> 인용문:
------------------------

우선 아래는 특정 체크포인트 파일들을 읽어들이는 기본 코드이다

import tensorflow as tf

meta_ckpt_path = "C:/Users/user/Desktop/models/maskrcnn_models/model.ckpt-2396686.meta"
model_ckpt_path = "C:/Users/user/Desktop/models/maskrcnn_models/model.ckpt-2396686"

with tf.Session() as sess:
    # Restore the graph
    saver = tf.train.import_meta_graph(meta_ckpt_path)

    # Load weights
    saver.restore(sess, model_ckpt_path)

 

 

아래는 가장 최근 checkpoint 파일들을 읽어들이는 기본 코드이다

 

import tensorflow as tf

meta_ckpt_path = "C:/Users/user/Desktop/models/maskrcnn_models/model.ckpt-2396686.meta"
model_ckpt_path = "C:/Users/user/Desktop/models/maskrcnn_models/"

with tf.Session() as sess:
    # Restore the graph
    saver = tf.train.import_meta_graph(meta_ckpt_path)

    # Load weights
    saver.restore(sess, tf.train.latest_checkpoint(model_ckpt_path))
    

 

 

두 코드의 차이는

1. saver.restore 함수에서 tf.train.latest_checkpoint 함수로 checkpoint 들이 저장되는 경로를 파라미터로 주는지

      ex) "C:/Users/user/Desktop/models/maskrcnn_models/"

 

2. saver.restore 함수에서 tf.train.latest_checkpoint 를 사용하지 않고 특정 체크포인트를 지목해주는지 이다

      ex) "C:/Users/user/Desktop/models/maskrcnn_models/model.ckpt-2396686"

------------------------

> 제공 자료:
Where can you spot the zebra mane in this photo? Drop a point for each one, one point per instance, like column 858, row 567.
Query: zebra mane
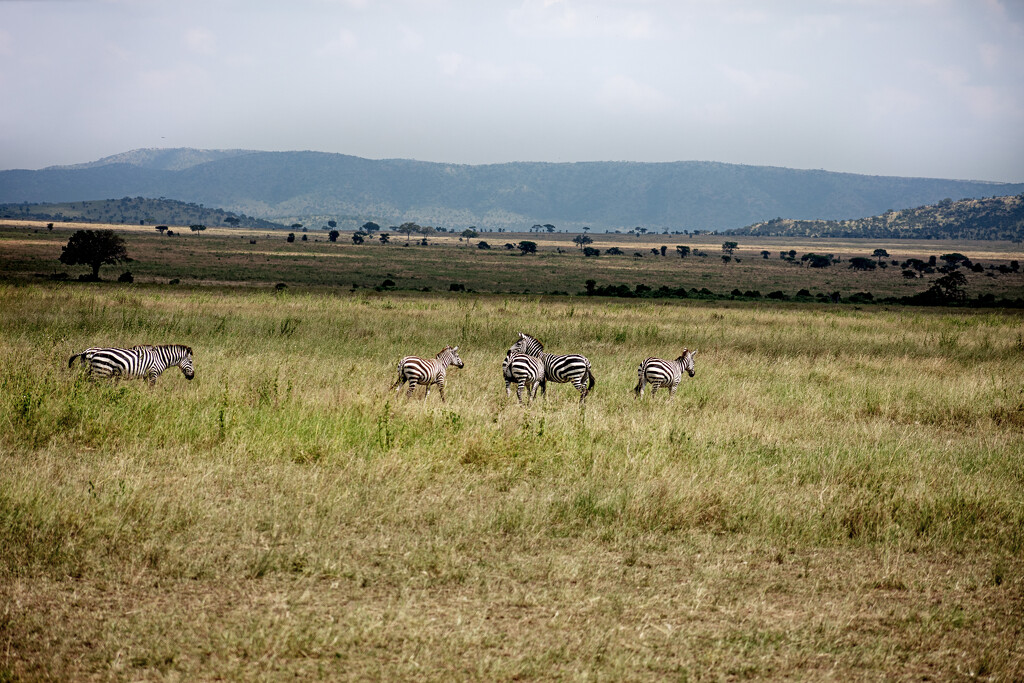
column 524, row 337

------------------------

> 과제 내용:
인용문을 읽고 다음 물음에 답하시오.
1. 그래프를 복원할 때 호출하는 함수는 무엇인가?
2. 가장 최근 체크포인트를 읽어들이는 코드에서 model_ckpt_path에 지정된 값은 무엇인가?
3. 특정 체크포인트를 지목하는 방식의 예로 제시된 경로는 무엇인가?

> 최종 답:
1. tf.train.import_meta_graph
2. "C:/Users/user/Desktop/models/maskrcnn_models/"
3. "C:/Users/user/Desktop/models/maskrcnn_models/model.ckpt-2396686"